## WHAT TO DO
Reproduce every one of the records below word for word, keeping each line in its original order.

:::::

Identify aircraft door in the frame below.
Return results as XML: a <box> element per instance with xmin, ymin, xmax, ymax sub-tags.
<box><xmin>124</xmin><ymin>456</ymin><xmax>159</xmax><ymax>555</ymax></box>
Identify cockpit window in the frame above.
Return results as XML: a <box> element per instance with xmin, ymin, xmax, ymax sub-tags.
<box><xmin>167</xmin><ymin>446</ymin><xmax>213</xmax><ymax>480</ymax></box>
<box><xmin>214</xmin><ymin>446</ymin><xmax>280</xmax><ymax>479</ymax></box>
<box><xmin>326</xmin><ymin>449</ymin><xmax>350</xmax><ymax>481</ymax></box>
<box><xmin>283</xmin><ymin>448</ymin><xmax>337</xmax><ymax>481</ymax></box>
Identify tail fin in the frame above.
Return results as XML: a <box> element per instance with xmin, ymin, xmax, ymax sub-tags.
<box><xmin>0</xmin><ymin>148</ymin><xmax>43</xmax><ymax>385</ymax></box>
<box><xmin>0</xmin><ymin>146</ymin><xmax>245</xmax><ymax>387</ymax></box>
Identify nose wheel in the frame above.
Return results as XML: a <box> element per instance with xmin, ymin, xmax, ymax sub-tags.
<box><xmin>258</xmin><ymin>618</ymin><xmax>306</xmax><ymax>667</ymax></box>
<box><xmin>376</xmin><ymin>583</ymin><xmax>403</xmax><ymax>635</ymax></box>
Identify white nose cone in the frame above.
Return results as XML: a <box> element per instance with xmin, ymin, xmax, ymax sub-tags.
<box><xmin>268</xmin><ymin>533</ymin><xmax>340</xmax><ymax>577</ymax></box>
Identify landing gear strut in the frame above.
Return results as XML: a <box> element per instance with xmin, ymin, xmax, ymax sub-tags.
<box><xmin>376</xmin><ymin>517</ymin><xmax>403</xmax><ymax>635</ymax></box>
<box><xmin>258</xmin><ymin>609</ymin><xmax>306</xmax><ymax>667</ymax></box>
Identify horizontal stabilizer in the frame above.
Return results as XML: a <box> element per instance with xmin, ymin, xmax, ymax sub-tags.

:::::

## THE RESULT
Identify aircraft door in the frame below.
Return results as XML: a <box> element per instance with xmin, ymin, xmax, ymax sub-tags.
<box><xmin>124</xmin><ymin>456</ymin><xmax>159</xmax><ymax>555</ymax></box>
Identify cockpit window in the frame above.
Return results as XML: a <box> element per instance with xmin, ymin, xmax, ymax sub-tags.
<box><xmin>167</xmin><ymin>446</ymin><xmax>213</xmax><ymax>480</ymax></box>
<box><xmin>214</xmin><ymin>446</ymin><xmax>280</xmax><ymax>479</ymax></box>
<box><xmin>326</xmin><ymin>449</ymin><xmax>350</xmax><ymax>481</ymax></box>
<box><xmin>283</xmin><ymin>448</ymin><xmax>337</xmax><ymax>481</ymax></box>
Identify tail fin in the frame above.
Return results as XML: a <box> element per instance with xmin, ymin, xmax, ymax sub-tags.
<box><xmin>0</xmin><ymin>148</ymin><xmax>43</xmax><ymax>385</ymax></box>
<box><xmin>0</xmin><ymin>146</ymin><xmax>245</xmax><ymax>387</ymax></box>
Identify nose wheel in the frame above.
Return results as XML: a <box> element per instance with xmin, ymin, xmax, ymax sub-tags.
<box><xmin>258</xmin><ymin>618</ymin><xmax>306</xmax><ymax>667</ymax></box>
<box><xmin>376</xmin><ymin>583</ymin><xmax>403</xmax><ymax>635</ymax></box>
Identify white nose cone in the frame above.
Return results as XML: a <box> element per instance with xmin, ymin, xmax, ymax sub-tags.
<box><xmin>268</xmin><ymin>533</ymin><xmax>340</xmax><ymax>577</ymax></box>
Identify landing gear strut in the frame above.
Return results as XML: a <box> element per instance with xmin, ymin, xmax, ymax sub-tags.
<box><xmin>376</xmin><ymin>517</ymin><xmax>403</xmax><ymax>635</ymax></box>
<box><xmin>258</xmin><ymin>609</ymin><xmax>306</xmax><ymax>667</ymax></box>
Identify horizontal stabilizer in the frame above.
Return results as XML: a <box> element per instance with xmin, ymin, xmax, ymax sub-tags.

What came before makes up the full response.